Whenever snow starts to fall, sensors attached to his home automatically flip a switch that heats his pavement. It's just warm enough to melt each flake of snow as it lands.

"It's my favourite appliance," Mr. Lemieux said.

"I don't have piles of dirty black snow with sand and salt everywhere. And if I go away for the weekend, my driveway is clean and dry and safe when I come home."

As president of Britech Corp., a Toronto company that specializes in "amenities for the ultimate home," Mr. Lemieux's devotion to snow-melt systems, as they're called, may seem to be a special case.

But according to both city officials and private contractors, the technology that was once reserved for airport runways and parking-garage ramps is now becoming popular with up-market home owners.

Many are aging baby boomers who don't want to be outside in the cold for an hour exerting themselves, said Ray Mang, a colleague of Mr. Lemieux's at Britech.

"They don't want a coronary," he said.

Mr. Mang estimates that heating a 1,000-sq.-ft. driveway costs about $2.50 an hour.

"So if it snows for five hours you're paying about $13 to clear your driveway," he said. "You can't get a kid to come over and do it for that much."

To buy and install an electric heating system will cost at least $5,500. Systems that instead use a network of underground pipes carrying hot water and antifreeze cost upward of $20,000.

"It's perceived as being a luxury and very expensive. And frankly speaking, unless you're getting your driveway done anyway, it is," Mr. Mang said.

Steve Gilmore works for a company that installs the more expensive water systems, Belyea Bros. Ltd. He says people buying snow-melt driveways are the elderly and those who have a little extra money and who would otherwise hire landscapers to plow their driveways.

Seventy new homes in a development in Rosedale are equipped with the heated driveways.

As the popularity of the amenity increases, city officials have had to inform home owners that they may be illegally warming public land.

"A lot of times we find work is being done without the proper permits," said Angie Antoniou, a city manager who deals with issues of right of way. "We want to make sure there's no conflict with public utilities."

Though there have been no accidents yet, she said there is a risk city workers could unknowingly cut into the heating pipes while working on other projects, spilling antifreeze into the ground.

Although the use of heated driveways may reduce the use of the toxic road salt that ends up in Toronto's rivers and creeks, some local environmental activists are worried by both the risk of spills and the rate at which the electrical systems consume power. They can soak up as much as 70 per cent of the current in an average home.

"To be using electricity to heat the outdoors is odd," said Shelly Petrie, Executive Director of the Toronto Environmental Alliance.

"With record levels of smog in Toronto this past summer, and with looming climate-change scenarios, it is one of those luxury items that really should be forgone," she said.

Mr. Lemieux argued the electric systems should not be singled out for criticism, and that they are actually more efficient than the water heaters that run on natural gas.

"If it weren't, you wouldn't see the major condominium corporations using electric heating cables for snow melting as a standard."

Though its popularity in Canada is new, pavement has been heated in Norway for more than 75 years.

**Questions:**
1. Please write out the passage of the heated driveways article from "As the popularity" to "an average home.".
2. According to the heated driveways article, what is the minimum cost to buy and install an electric heating system?

**Exercise data:**

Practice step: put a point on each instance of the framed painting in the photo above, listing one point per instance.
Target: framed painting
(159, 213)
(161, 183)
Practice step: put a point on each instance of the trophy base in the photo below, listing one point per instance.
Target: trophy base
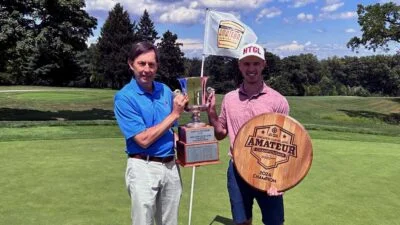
(197, 154)
(196, 124)
(195, 134)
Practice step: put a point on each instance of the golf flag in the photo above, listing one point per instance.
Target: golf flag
(225, 35)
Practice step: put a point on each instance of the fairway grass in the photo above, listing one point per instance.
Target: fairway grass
(62, 162)
(81, 181)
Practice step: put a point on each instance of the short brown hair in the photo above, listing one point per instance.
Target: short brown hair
(141, 47)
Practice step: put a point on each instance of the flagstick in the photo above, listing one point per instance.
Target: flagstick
(191, 195)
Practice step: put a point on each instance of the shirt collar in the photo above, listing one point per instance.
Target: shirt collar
(139, 89)
(263, 91)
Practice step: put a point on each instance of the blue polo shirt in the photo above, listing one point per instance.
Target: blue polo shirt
(137, 110)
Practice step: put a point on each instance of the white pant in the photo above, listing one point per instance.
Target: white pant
(155, 189)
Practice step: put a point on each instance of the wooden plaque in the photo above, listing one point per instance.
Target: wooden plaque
(272, 150)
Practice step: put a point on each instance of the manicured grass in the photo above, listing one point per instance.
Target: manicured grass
(80, 181)
(62, 161)
(66, 106)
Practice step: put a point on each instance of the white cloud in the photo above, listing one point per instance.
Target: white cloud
(343, 15)
(269, 13)
(294, 46)
(301, 3)
(332, 7)
(305, 17)
(394, 1)
(100, 4)
(350, 30)
(190, 44)
(233, 4)
(181, 15)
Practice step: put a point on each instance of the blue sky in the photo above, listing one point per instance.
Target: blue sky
(283, 27)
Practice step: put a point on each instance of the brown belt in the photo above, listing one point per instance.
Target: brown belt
(152, 158)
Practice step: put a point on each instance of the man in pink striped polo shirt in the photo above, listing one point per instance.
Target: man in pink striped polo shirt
(253, 97)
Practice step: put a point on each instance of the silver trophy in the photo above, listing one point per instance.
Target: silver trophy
(196, 144)
(195, 88)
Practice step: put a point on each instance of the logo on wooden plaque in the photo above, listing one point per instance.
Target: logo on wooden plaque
(271, 142)
(272, 149)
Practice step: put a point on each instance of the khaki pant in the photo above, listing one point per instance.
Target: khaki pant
(155, 189)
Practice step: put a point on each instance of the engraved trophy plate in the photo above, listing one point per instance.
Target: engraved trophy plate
(194, 135)
(272, 150)
(197, 144)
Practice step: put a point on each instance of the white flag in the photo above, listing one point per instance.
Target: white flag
(225, 35)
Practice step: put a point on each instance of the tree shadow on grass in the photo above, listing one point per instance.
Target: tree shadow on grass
(396, 100)
(221, 220)
(392, 118)
(9, 114)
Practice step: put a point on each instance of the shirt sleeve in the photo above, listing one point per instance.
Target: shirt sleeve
(283, 106)
(130, 121)
(222, 116)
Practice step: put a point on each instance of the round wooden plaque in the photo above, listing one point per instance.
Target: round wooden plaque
(272, 150)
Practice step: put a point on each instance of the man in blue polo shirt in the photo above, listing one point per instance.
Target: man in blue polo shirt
(145, 111)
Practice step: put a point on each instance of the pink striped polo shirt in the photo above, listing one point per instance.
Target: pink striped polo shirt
(237, 108)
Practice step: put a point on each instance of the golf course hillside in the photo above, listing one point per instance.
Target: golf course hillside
(62, 162)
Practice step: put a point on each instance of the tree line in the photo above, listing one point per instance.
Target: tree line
(44, 43)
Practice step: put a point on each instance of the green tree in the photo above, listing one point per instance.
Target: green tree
(146, 30)
(42, 39)
(171, 60)
(115, 41)
(380, 24)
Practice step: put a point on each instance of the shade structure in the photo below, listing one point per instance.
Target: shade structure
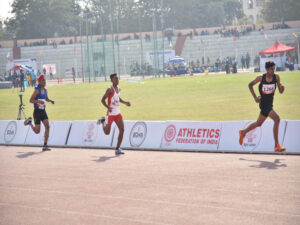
(277, 48)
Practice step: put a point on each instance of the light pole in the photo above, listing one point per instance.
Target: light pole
(155, 58)
(112, 36)
(87, 46)
(103, 49)
(163, 35)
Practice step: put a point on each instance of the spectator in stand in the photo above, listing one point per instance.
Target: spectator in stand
(28, 78)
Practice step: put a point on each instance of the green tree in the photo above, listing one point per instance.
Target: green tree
(277, 10)
(43, 18)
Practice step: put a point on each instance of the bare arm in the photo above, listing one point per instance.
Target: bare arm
(105, 96)
(49, 100)
(251, 84)
(125, 102)
(33, 96)
(280, 86)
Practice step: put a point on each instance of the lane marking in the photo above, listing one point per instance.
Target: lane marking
(153, 201)
(158, 185)
(80, 213)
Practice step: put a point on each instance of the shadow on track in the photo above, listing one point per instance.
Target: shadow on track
(104, 158)
(267, 165)
(28, 154)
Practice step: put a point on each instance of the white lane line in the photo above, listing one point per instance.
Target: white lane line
(152, 201)
(80, 213)
(159, 185)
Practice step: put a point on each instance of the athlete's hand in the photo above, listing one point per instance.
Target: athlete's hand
(257, 99)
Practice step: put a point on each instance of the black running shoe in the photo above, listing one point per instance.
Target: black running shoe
(46, 148)
(28, 121)
(101, 121)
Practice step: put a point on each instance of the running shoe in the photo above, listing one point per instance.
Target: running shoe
(279, 148)
(46, 148)
(119, 151)
(28, 121)
(241, 137)
(101, 121)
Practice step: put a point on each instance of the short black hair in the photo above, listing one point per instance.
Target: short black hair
(112, 76)
(269, 64)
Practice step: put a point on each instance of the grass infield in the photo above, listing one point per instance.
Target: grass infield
(200, 98)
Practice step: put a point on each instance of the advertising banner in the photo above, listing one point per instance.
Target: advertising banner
(191, 135)
(292, 136)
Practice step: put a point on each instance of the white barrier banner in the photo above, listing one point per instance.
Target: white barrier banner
(13, 132)
(191, 135)
(89, 133)
(259, 139)
(141, 134)
(292, 136)
(58, 134)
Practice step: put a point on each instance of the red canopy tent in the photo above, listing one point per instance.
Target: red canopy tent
(277, 48)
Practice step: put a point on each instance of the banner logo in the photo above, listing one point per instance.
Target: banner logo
(138, 134)
(252, 138)
(170, 133)
(90, 133)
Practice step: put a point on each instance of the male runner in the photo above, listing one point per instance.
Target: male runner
(38, 98)
(267, 89)
(113, 111)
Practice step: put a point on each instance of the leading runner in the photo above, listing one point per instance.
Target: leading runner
(38, 98)
(267, 87)
(113, 110)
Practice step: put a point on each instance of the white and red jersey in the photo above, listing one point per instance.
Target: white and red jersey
(114, 102)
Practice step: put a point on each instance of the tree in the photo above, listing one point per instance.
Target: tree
(277, 10)
(43, 18)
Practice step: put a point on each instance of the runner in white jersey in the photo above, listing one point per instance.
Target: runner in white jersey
(113, 111)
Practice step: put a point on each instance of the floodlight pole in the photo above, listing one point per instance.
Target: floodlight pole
(163, 35)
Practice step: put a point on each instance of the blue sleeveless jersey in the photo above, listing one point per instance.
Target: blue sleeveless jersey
(41, 97)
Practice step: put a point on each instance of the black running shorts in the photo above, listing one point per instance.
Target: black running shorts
(265, 110)
(39, 115)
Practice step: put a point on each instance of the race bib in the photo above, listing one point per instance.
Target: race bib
(42, 106)
(268, 88)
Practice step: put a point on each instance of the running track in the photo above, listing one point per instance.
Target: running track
(80, 186)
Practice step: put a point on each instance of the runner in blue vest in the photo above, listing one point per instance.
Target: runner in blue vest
(38, 98)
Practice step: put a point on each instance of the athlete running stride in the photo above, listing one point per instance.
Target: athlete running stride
(113, 111)
(267, 89)
(38, 98)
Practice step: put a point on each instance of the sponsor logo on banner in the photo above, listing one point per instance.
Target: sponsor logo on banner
(10, 131)
(170, 133)
(90, 133)
(191, 136)
(138, 134)
(252, 138)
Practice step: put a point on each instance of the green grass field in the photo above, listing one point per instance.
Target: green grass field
(201, 98)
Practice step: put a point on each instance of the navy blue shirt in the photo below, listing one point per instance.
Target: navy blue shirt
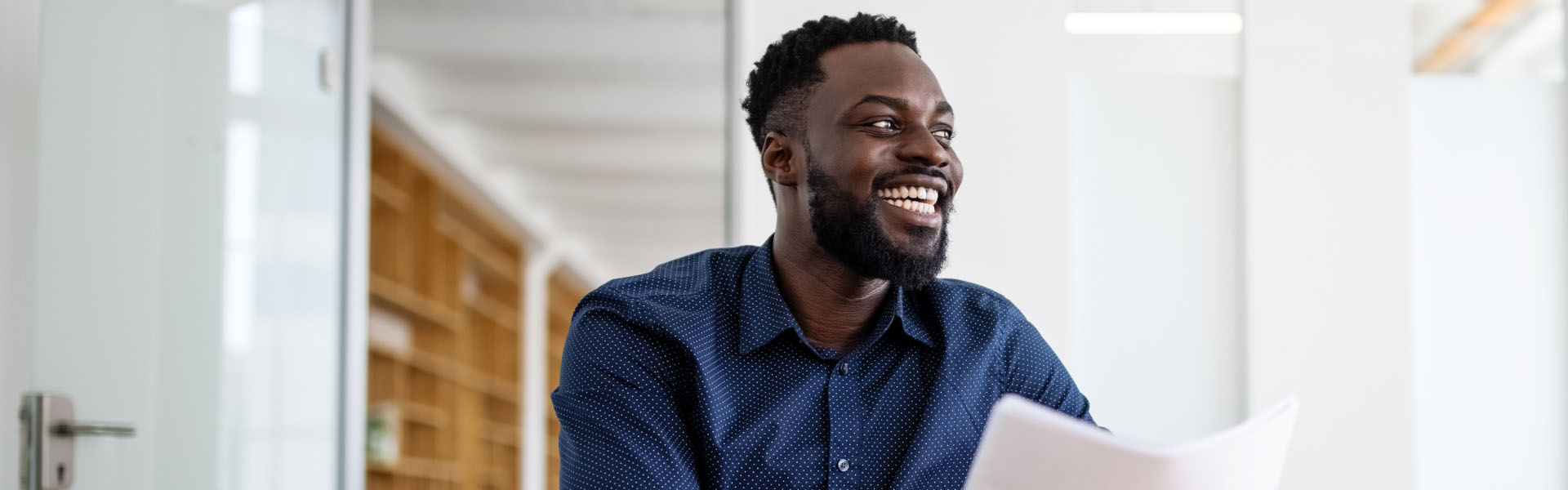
(697, 376)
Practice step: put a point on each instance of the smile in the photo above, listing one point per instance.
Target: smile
(921, 200)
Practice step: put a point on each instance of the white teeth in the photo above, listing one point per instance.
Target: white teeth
(921, 194)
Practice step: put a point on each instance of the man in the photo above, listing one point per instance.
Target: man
(830, 357)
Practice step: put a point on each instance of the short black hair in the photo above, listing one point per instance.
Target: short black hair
(782, 82)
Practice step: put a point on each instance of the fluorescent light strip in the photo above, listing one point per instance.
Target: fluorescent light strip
(1153, 24)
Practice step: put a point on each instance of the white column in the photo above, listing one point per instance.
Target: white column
(1327, 234)
(1002, 65)
(535, 352)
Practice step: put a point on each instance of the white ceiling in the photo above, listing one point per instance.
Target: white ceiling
(608, 117)
(604, 120)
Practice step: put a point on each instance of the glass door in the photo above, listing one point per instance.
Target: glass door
(190, 225)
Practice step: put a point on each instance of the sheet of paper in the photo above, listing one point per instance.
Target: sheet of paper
(1031, 447)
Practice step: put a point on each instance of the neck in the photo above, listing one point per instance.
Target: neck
(833, 305)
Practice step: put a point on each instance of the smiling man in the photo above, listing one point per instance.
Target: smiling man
(830, 357)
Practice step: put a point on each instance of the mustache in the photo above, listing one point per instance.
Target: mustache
(882, 180)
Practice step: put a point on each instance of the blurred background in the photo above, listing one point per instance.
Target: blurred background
(310, 244)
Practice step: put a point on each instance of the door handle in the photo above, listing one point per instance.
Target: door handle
(49, 430)
(114, 429)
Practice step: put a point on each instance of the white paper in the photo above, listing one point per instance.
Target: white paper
(1031, 447)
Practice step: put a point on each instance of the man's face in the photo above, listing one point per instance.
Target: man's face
(882, 173)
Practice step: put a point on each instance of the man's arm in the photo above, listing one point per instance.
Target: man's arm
(620, 425)
(1034, 369)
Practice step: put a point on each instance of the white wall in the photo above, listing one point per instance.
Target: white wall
(1490, 225)
(1327, 234)
(18, 175)
(1013, 139)
(1156, 244)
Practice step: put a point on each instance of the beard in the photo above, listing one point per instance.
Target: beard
(850, 231)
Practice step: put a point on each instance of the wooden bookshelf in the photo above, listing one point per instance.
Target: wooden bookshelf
(444, 349)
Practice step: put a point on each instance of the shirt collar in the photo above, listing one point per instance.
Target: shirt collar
(764, 313)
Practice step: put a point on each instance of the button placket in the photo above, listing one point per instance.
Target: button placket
(844, 421)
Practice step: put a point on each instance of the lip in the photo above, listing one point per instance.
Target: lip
(916, 219)
(921, 181)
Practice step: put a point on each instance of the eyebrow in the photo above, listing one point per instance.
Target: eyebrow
(902, 104)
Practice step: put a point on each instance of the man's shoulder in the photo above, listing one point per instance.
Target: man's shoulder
(978, 311)
(964, 294)
(702, 277)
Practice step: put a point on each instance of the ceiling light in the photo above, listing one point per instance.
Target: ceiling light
(1133, 24)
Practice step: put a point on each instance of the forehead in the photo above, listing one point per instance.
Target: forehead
(891, 69)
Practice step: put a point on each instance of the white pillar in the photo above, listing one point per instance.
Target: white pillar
(1327, 234)
(535, 352)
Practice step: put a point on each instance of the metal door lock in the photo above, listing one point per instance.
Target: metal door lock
(49, 430)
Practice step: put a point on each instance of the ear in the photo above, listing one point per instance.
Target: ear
(780, 159)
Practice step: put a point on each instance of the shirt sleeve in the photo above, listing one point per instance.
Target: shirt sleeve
(620, 423)
(1032, 369)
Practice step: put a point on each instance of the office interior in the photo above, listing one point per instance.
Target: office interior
(337, 244)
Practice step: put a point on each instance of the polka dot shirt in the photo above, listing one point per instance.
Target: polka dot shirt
(697, 376)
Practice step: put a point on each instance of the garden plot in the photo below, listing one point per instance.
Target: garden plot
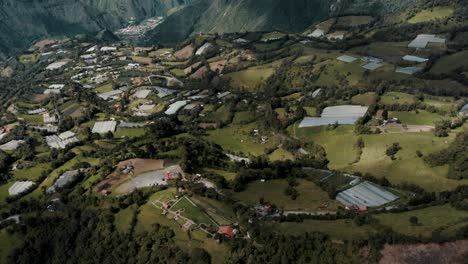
(148, 179)
(346, 58)
(57, 65)
(48, 118)
(131, 125)
(61, 141)
(104, 127)
(142, 94)
(343, 114)
(204, 49)
(317, 33)
(190, 210)
(63, 180)
(146, 108)
(372, 66)
(421, 41)
(110, 95)
(412, 58)
(409, 70)
(48, 128)
(163, 92)
(20, 187)
(173, 108)
(12, 145)
(36, 111)
(127, 168)
(464, 110)
(366, 194)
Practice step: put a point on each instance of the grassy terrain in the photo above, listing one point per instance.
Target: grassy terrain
(150, 215)
(192, 212)
(440, 102)
(32, 119)
(273, 35)
(353, 21)
(338, 143)
(281, 154)
(7, 244)
(413, 118)
(226, 174)
(242, 117)
(107, 87)
(123, 219)
(32, 173)
(4, 192)
(449, 63)
(430, 219)
(129, 132)
(407, 167)
(397, 98)
(432, 14)
(237, 139)
(218, 211)
(252, 77)
(28, 59)
(309, 199)
(364, 99)
(57, 172)
(339, 146)
(343, 229)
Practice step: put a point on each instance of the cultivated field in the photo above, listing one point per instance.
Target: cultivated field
(310, 198)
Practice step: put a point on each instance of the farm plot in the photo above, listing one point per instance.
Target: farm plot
(416, 118)
(343, 229)
(190, 210)
(366, 194)
(343, 114)
(251, 78)
(147, 179)
(431, 14)
(449, 63)
(236, 138)
(150, 215)
(429, 219)
(140, 166)
(311, 197)
(407, 167)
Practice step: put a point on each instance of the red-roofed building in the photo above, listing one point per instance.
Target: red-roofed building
(171, 175)
(227, 231)
(356, 208)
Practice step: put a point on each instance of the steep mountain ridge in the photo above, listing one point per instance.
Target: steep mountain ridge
(22, 21)
(221, 16)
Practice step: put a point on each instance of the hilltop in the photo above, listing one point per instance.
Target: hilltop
(342, 141)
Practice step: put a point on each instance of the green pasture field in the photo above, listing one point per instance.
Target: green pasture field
(439, 12)
(419, 118)
(430, 218)
(310, 198)
(237, 138)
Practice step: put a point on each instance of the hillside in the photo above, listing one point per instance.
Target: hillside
(223, 16)
(70, 17)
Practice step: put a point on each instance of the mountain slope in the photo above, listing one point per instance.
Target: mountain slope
(22, 21)
(221, 16)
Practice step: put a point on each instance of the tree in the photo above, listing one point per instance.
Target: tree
(385, 114)
(393, 150)
(414, 220)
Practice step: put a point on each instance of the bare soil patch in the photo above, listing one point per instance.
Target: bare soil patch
(185, 52)
(451, 252)
(140, 166)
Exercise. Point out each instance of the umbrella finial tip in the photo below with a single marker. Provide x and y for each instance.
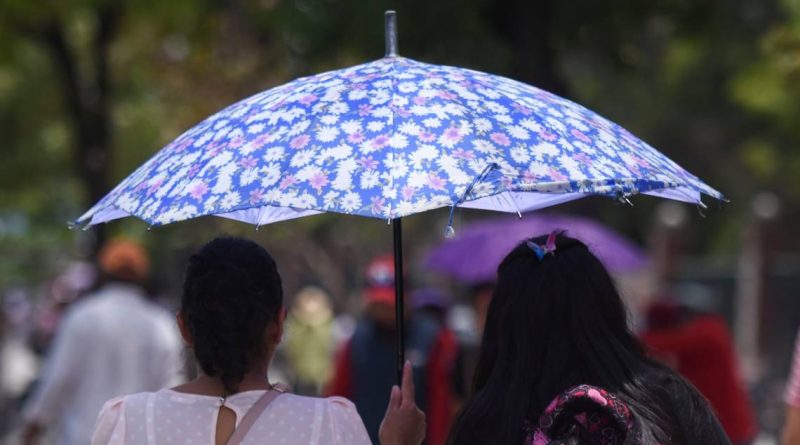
(390, 24)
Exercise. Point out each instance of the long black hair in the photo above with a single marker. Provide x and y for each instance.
(231, 294)
(557, 322)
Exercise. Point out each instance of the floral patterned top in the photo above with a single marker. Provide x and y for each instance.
(588, 412)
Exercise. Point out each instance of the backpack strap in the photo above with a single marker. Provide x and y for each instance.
(253, 414)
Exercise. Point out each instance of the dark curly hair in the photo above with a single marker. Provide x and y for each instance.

**Replies:**
1.
As the popularity of the amenity increases, city officials have had to inform home owners that they may be illegally warming public land.

"A lot of times we find work is being done without the proper permits," said Angie Antoniou, a city manager who deals with issues of right of way. "We want to make sure there's no conflict with public utilities."

Though there have been no accidents yet, she said there is a risk city workers could unknowingly cut into the heating pipes while working on other projects, spilling antifreeze into the ground.

Although the use of heated driveways may reduce the use of the toxic road salt that ends up in Toronto's rivers and creeks, some local environmental activists are worried by both the risk of spills and the rate at which the electrical systems consume power. They can soak up as much as 70 per cent of the current in an average home.

2. At least $5,500.